▶ Metin Bölümü:
____

Sadakat islami Forum

DİNİ KATEGORİLER => İSLAM-GENEL => Konuyu başlatan: maslak - 02 Temmuz 2008, 12:35:59

Başlık: Esneme ve Aksırma Âdâbı
Gönderen: maslak - 02 Temmuz 2008, 12:35:59
Esnemek, uykusuzluk, yorgunluk veya can sıkıntısı sebebiyle kişinin gayr-i irâdi bir şekilde ağzını açarak uzunca nefes alıp vermesidir. Bu hâl, bir bakıma dalgınlık ve gaflet göstergesidir.

____

▶ Yazılı Talep 1: Esneme ve aksırma âdâbı yazısında "Esnemek, uykusuzluk" diye başlayan paragrafı, ana bilgilerini koruyarak daha kısa biçimde yeniden yazın.

____

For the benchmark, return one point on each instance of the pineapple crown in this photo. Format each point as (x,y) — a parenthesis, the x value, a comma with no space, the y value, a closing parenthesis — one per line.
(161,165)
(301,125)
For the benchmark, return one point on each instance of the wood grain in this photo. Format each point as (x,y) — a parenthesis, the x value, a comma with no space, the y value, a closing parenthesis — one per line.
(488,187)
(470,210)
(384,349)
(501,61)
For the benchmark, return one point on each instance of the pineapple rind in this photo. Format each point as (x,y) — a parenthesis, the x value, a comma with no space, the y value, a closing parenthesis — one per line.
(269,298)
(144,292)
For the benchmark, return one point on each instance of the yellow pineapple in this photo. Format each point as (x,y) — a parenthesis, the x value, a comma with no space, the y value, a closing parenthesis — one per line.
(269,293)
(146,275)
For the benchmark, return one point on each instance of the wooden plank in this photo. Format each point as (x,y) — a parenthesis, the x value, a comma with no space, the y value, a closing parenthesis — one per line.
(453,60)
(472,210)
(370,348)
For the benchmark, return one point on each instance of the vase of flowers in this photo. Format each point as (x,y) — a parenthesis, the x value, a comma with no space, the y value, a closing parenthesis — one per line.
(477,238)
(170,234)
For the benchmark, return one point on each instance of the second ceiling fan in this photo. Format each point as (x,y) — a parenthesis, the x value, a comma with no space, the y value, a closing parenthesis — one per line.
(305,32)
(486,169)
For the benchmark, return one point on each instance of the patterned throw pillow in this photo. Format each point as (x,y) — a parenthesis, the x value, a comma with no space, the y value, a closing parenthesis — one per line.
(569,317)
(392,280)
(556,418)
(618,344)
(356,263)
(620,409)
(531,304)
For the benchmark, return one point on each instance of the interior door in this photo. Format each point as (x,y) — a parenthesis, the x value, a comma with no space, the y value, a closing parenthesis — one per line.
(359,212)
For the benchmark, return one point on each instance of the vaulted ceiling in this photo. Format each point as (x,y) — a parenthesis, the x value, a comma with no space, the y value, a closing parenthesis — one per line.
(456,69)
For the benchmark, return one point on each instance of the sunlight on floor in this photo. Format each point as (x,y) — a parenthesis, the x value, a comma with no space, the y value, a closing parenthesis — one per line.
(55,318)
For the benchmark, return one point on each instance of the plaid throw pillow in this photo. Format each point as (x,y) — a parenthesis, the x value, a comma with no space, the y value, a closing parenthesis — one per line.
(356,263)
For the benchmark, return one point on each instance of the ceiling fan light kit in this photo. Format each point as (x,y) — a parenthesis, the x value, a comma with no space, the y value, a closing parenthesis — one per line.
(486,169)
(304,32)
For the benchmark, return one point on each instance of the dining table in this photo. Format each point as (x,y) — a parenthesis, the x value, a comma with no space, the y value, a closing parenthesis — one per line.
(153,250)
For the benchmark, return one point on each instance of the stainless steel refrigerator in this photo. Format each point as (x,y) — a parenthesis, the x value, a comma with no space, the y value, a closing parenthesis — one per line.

____

▶ Yazılı Talep 2: Satırlardan "of the ceiling" ifadesinin geçtiği satırdan satırların sonuna kadar uzanan kısmı, "dining table" ifadesini "kitchen table" olarak yeniden adlandırıp başka hiçbir şeye dokunmadan tekrar yazın.

▶ Görev Çözümü 1: Esnemek, uykusuzluk, yorgunluk ya da can sıkıntısı yüzünden kişinin istemeden ağzını açıp uzunca nefes alıp vermesidir ve bir bakıma dalgınlık ile gaflet belirtisidir.

▶ Görev Çözümü 2:
For the benchmark, return one point on each instance of the ceiling fan light kit in this photo. Format each point as (x,y) — a parenthesis, the x value, a comma with no space, the y value, a closing parenthesis — one per line.
(486,169)
(304,32)
For the benchmark, return one point on each instance of the kitchen table in this photo. Format each point as (x,y) — a parenthesis, the x value, a comma with no space, the y value, a closing parenthesis — one per line.
(153,250)
For the benchmark, return one point on each instance of the stainless steel refrigerator in this photo. Format each point as (x,y) — a parenthesis, the x value, a comma with no space, the y value, a closing parenthesis — one per line.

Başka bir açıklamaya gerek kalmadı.